- [Direction] Arrange the lines of the records as a Markdown table with the columns Row and Line, starting at the line that contains "Target: number bib on shirt" and ending at the last line of the records. Number each row and leave out any blank lines.

Object pointing dataset rows
------------------------------------------------

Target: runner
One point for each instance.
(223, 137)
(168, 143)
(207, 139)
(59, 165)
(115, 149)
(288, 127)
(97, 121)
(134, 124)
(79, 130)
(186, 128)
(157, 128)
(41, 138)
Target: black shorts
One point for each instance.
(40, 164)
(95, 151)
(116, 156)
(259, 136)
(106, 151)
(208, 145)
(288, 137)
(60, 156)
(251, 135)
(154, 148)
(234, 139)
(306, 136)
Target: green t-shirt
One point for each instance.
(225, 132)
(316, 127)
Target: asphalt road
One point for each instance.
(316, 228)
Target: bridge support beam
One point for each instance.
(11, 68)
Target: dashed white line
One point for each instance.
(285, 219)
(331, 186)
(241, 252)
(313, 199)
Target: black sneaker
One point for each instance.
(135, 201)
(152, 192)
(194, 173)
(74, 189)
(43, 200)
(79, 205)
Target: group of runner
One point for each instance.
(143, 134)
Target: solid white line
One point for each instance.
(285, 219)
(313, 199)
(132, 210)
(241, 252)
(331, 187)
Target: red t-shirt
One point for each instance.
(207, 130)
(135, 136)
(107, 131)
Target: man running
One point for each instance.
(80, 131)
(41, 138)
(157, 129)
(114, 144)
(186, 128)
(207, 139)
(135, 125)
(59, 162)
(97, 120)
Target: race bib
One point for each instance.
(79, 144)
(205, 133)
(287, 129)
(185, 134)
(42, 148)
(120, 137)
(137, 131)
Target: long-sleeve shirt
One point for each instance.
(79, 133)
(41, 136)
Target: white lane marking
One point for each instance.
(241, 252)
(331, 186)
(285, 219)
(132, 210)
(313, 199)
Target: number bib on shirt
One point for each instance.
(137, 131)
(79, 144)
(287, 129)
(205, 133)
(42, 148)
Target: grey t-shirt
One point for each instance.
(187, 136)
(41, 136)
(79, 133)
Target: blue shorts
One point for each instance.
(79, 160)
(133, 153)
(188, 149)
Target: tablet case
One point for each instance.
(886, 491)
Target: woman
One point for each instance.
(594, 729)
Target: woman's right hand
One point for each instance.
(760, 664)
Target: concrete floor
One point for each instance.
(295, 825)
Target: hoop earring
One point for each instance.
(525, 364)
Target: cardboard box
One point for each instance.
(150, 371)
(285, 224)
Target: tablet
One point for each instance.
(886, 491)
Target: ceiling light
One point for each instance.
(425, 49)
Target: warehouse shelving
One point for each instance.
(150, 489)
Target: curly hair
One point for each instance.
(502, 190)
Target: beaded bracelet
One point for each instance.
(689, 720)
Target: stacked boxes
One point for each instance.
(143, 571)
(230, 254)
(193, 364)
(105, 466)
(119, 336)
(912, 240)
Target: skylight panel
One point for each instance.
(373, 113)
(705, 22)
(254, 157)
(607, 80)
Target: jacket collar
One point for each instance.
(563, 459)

------------------------------------------------

- [The response]
| Row | Line |
|---|---|
| 1 | Target: number bib on shirt |
| 2 | One point for each instance. |
| 3 | (137, 131) |
| 4 | (79, 144) |
| 5 | (287, 129) |
| 6 | (205, 133) |
| 7 | (42, 148) |
| 8 | Target: grey t-shirt |
| 9 | One point for each instance. |
| 10 | (187, 136) |
| 11 | (41, 136) |
| 12 | (79, 133) |
| 13 | Target: blue shorts |
| 14 | One point for each instance. |
| 15 | (79, 160) |
| 16 | (133, 153) |
| 17 | (188, 149) |
| 18 | Target: tablet case |
| 19 | One point for each instance. |
| 20 | (886, 491) |
| 21 | Target: woman |
| 22 | One point for each instance. |
| 23 | (594, 729) |
| 24 | Target: woman's right hand |
| 25 | One point for each instance. |
| 26 | (760, 664) |
| 27 | Target: concrete floor |
| 28 | One point for each instance. |
| 29 | (295, 825) |
| 30 | Target: hoop earring |
| 31 | One point for each instance. |
| 32 | (525, 364) |
| 33 | Target: cardboard box |
| 34 | One point for each instance. |
| 35 | (150, 371) |
| 36 | (285, 224) |
| 37 | Target: tablet |
| 38 | One point for each instance. |
| 39 | (886, 491) |
| 40 | Target: ceiling light |
| 41 | One point for each instance. |
| 42 | (425, 49) |
| 43 | Target: warehouse shelving |
| 44 | One point for each instance. |
| 45 | (150, 489) |
| 46 | Target: curly hair |
| 47 | One point for each instance. |
| 48 | (502, 190) |
| 49 | Target: beaded bracelet |
| 50 | One point for each instance. |
| 51 | (689, 720) |
| 52 | Target: stacked boxes |
| 53 | One point for each instance. |
| 54 | (143, 571) |
| 55 | (230, 254) |
| 56 | (193, 364) |
| 57 | (105, 466) |
| 58 | (119, 336) |
| 59 | (912, 240) |
| 60 | Target: skylight panel |
| 61 | One point for each instance. |
| 62 | (373, 113) |
| 63 | (705, 22) |
| 64 | (254, 157) |
| 65 | (607, 80) |
| 66 | Target: jacket collar |
| 67 | One point for each instance. |
| 68 | (563, 459) |